PROBLEM TO SOLVE >>
Turn the data below into a numbered list with one line per item, and leave out any blank lines.

----- STORED RECORDS

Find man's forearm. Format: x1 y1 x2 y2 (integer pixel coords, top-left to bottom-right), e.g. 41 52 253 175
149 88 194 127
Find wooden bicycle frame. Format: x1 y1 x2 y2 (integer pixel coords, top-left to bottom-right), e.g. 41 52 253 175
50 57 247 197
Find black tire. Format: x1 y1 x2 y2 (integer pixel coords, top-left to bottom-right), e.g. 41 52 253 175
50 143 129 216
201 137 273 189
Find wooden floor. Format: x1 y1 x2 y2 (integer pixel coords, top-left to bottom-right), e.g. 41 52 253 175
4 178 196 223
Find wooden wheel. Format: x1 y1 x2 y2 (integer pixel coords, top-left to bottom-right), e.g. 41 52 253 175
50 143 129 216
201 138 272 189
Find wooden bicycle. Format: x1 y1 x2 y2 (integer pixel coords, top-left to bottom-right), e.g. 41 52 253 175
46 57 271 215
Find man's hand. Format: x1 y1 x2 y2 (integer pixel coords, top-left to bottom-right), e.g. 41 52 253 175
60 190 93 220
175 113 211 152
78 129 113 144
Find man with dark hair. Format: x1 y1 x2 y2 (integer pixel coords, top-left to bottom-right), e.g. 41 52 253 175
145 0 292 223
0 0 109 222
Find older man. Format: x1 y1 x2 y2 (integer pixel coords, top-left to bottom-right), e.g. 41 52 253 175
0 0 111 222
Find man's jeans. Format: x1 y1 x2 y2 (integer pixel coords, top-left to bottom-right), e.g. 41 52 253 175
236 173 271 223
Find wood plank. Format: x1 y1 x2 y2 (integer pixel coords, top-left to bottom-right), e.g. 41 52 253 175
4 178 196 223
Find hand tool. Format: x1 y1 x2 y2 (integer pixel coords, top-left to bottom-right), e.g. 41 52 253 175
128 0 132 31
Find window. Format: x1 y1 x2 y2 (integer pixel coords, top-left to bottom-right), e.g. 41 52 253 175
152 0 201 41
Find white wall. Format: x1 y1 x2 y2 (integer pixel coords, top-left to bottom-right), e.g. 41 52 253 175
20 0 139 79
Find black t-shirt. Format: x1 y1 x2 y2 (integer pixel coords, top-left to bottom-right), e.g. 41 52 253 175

----------

EXERCISE RESPONSE >>
1. Find man's forearm. Format: x1 y1 x2 y2 (integer pixel coords, top-left to bottom-right), e.g. 41 52 253 175
2. 149 88 194 127
3. Find wooden bicycle frame. Format: x1 y1 x2 y2 (integer pixel coords, top-left to bottom-right), e.g. 41 52 253 175
4. 50 57 247 197
5. Find black tire. Format: x1 y1 x2 y2 (integer pixel coords, top-left to bottom-right), e.g. 41 52 253 175
6. 50 143 129 216
7. 201 137 273 189
8. Find wooden floor. Format: x1 y1 x2 y2 (integer pixel coords, top-left to bottom-right), e.g. 41 52 253 175
9. 4 178 196 223
10. Find wooden wheel. Format: x1 y1 x2 y2 (integer pixel coords, top-left to bottom-right), e.g. 41 52 253 175
11. 50 143 129 216
12. 201 138 272 189
13. Find wooden bicycle. Format: x1 y1 x2 y2 (integer pixel coords, top-left to bottom-right), e.g. 41 52 253 175
14. 46 57 271 215
15. Find man's hand. Format: x1 y1 x2 y2 (integer pixel coords, top-left to bottom-right), e.g. 41 52 253 175
16. 60 190 93 220
17. 175 113 211 152
18. 78 129 113 144
19. Find man with dark hair. Format: x1 y1 x2 y2 (integer pixel coords, top-left to bottom-right), e.g. 41 52 253 175
20. 145 0 292 223
21. 0 0 109 222
22. Find older man. Format: x1 y1 x2 y2 (integer pixel coords, top-left to bottom-right), e.g. 41 52 253 175
23. 0 0 111 222
24. Find man's jeans. Format: x1 y1 x2 y2 (integer pixel coords, top-left to bottom-right), e.g. 41 52 253 175
25. 236 173 271 223
26. Find wood plank. Format: x1 y1 x2 y2 (integer pixel coords, top-left to bottom-right), e.g. 41 52 253 175
27. 4 178 196 223
28. Find hand tool. Format: x1 y1 x2 y2 (integer pixel coords, top-left to bottom-right), e.g. 41 52 253 175
29. 128 0 132 31
30. Find window. Format: x1 y1 x2 y2 (integer pixel coords, top-left to bottom-right), e.g. 41 52 253 175
31. 152 0 201 41
32. Find white wall. Format: x1 y1 x2 y2 (integer pixel coords, top-left to bottom-right), e.g. 41 52 253 175
33. 20 0 139 79
34. Find black t-shirt. Format: x1 y1 x2 y2 (integer pixel coords, top-left to bottom-right), e.g. 41 52 253 175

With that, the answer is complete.